Task requirements:
Could you output each line of the data that follows exactly?

**** Task material ****

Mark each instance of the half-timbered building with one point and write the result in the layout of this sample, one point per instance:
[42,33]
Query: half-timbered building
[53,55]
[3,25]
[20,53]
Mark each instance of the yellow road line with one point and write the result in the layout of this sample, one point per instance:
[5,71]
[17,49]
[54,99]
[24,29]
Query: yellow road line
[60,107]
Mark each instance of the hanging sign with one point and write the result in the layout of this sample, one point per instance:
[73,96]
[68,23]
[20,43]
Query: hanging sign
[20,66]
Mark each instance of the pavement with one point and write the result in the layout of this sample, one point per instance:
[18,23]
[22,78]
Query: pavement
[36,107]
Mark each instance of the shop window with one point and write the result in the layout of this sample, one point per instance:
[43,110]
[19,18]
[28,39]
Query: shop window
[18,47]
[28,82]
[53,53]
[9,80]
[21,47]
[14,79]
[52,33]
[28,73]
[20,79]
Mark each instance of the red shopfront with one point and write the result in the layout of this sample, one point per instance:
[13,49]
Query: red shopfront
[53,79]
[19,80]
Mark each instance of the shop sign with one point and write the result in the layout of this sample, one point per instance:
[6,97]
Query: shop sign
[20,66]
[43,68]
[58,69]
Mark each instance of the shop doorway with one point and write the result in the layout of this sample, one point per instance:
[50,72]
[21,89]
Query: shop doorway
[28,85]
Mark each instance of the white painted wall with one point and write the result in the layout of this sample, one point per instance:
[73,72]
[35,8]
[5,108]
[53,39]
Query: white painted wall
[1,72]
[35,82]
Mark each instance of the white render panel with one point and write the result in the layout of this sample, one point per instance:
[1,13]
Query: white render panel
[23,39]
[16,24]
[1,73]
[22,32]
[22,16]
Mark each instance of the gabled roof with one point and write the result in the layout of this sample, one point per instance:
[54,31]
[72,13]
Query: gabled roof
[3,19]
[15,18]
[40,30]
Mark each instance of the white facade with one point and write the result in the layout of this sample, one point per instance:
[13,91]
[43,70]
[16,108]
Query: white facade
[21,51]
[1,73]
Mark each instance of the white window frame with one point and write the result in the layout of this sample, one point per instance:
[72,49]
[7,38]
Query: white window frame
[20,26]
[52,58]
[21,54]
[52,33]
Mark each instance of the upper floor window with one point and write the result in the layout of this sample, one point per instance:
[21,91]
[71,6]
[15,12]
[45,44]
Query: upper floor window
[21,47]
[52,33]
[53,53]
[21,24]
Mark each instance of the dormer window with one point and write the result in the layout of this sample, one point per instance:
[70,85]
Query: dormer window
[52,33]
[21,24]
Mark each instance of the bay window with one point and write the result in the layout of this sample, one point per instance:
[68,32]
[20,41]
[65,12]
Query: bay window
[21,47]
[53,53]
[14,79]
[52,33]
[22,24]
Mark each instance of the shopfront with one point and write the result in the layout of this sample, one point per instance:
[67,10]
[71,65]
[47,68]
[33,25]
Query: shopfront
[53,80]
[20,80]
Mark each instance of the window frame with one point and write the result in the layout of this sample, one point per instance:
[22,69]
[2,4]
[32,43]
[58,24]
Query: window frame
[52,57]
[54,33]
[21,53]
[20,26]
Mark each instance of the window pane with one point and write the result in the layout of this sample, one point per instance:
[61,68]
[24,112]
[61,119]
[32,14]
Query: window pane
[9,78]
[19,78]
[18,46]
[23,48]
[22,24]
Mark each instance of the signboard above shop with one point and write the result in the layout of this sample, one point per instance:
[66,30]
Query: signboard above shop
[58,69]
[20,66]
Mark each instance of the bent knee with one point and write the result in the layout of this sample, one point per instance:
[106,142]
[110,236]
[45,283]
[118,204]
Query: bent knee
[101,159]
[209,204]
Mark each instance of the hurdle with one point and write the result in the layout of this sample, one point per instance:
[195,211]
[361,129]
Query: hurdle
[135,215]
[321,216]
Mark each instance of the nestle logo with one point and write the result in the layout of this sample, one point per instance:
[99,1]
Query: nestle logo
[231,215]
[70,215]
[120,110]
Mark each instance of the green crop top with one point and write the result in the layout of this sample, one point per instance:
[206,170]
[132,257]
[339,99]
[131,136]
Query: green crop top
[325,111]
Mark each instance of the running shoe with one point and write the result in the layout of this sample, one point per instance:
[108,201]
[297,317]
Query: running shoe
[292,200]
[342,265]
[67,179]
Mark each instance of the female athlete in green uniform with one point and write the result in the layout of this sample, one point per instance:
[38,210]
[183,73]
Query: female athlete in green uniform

****

Output:
Mark each instance of the half-timbered building with one point and write the result in the layout of this sample, one point per instance:
[42,33]
Query: half-timbered building
[53,55]
[3,25]
[20,53]
Mark each instance of the yellow road line with one point and write the result in the layout of this sample, one point per instance:
[5,71]
[17,49]
[54,99]
[24,29]
Query: yellow road line
[60,107]
Mark each instance of the hanging sign with one point and write the result in the layout of this sample, one point per instance:
[73,96]
[68,23]
[20,43]
Query: hanging sign
[20,66]
Mark each instance of the pavement with one point and write the result in the layout of this sample, one point per instance:
[18,23]
[22,78]
Query: pavement
[36,107]
Mark each instance of the shop window with one point and write the result in the layout of this sample, one point per instance:
[43,110]
[19,18]
[28,39]
Query: shop window
[18,47]
[28,82]
[53,53]
[9,80]
[21,47]
[14,79]
[52,33]
[28,73]
[20,79]
Mark each instance of the red shopfront with one point and write the result in the layout of this sample, one point per instance:
[13,49]
Query: red shopfront
[53,79]
[19,80]
Mark each instance of the shop sign with one point and write the result in the layout of this sample, one point per instance:
[6,97]
Query: shop sign
[20,66]
[43,68]
[58,69]
Mark each instance of the shop doorway with one point and write the result in the layout of this sample, one point per instance:
[50,72]
[21,89]
Query: shop doorway
[28,85]
Mark each instance of the white painted wall with one point and write the result in the layout of this sample, one point per instance:
[73,72]
[35,8]
[5,108]
[53,39]
Query: white painted wall
[1,72]
[35,82]
Mark each instance of the white render panel with one point and write the result in the layout of this sample, one point per instance:
[1,13]
Query: white render panel
[23,39]
[16,24]
[1,73]
[22,32]
[22,16]
Mark each instance of the gabled roof with one point and write the result in the layout of this sample, one point per instance:
[54,31]
[72,13]
Query: gabled roof
[3,19]
[15,18]
[40,30]
Mark each instance of the white facade with one point and write the result in the layout of this sample, one point per instance:
[13,91]
[43,70]
[16,108]
Query: white facade
[21,51]
[1,73]
Mark each instance of the white window frame with one point and write the result in the layout of this sample, one point per instance:
[72,49]
[7,38]
Query: white window frame
[20,26]
[52,58]
[21,54]
[52,33]
Mark each instance of the upper floor window with one point and write the result in the layout of this sample, one point per instance:
[21,91]
[71,6]
[15,12]
[45,44]
Query: upper floor window
[21,47]
[52,33]
[53,53]
[21,24]
Mark each instance of the dormer window with one point and write the result in the layout of this sample, one point per instance:
[70,85]
Query: dormer window
[52,33]
[21,24]
Mark each instance of the bay window with one point and write the result in the layout of this sample, one point per instance:
[68,32]
[20,41]
[65,12]
Query: bay window
[21,47]
[53,53]
[14,79]
[52,33]
[22,24]
Mark each instance of the shopfront with one point and write the result in the layout of this sample, one point per instance:
[67,10]
[71,65]
[47,68]
[33,25]
Query: shopfront
[53,80]
[20,80]
Mark each instance of the window frame with one point and write the result in the layout of this sample, one point per instance:
[22,69]
[2,4]
[32,43]
[58,24]
Query: window frame
[52,57]
[54,33]
[21,53]
[20,26]
Mark each instance of the window pane with one point and write the result in the layout of this sample, one point per instance:
[61,68]
[24,112]
[61,119]
[32,14]
Query: window pane
[9,78]
[19,78]
[18,46]
[23,48]
[22,24]
Mark each instance of the signboard above shop with one point and write the result in the layout of this sample, one point per instance:
[66,30]
Query: signboard above shop
[58,69]
[20,66]
Mark each instance of the bent knee with one point and write the result in the layout of this sample, one point per instance:
[106,142]
[110,236]
[45,283]
[118,204]
Query: bent knee
[101,159]
[209,204]
Mark each instance of the hurdle with one point and write the result in the layout of this sample, one point per instance:
[195,211]
[361,129]
Query: hurdle
[135,215]
[321,216]
Mark each instance of the nestle logo with one point and write the result in the layout of this sample, one point per instance:
[99,1]
Query: nestle logo
[231,215]
[70,215]
[120,110]
Mark each instance of the green crop top with one point and write the result in the layout of this sample, one point per instance:
[206,170]
[132,257]
[339,99]
[131,136]
Query: green crop top
[325,111]
Mark each instance of the running shoe with one point and write the result in the layout of this sample, one point per instance:
[108,201]
[297,317]
Query: running shoe
[292,200]
[342,265]
[67,179]
Mark each instance of the female athlete in green uniform with one point and write the result in the layout of this sample, one point per instance:
[38,210]
[183,73]
Query: female athlete in green uniform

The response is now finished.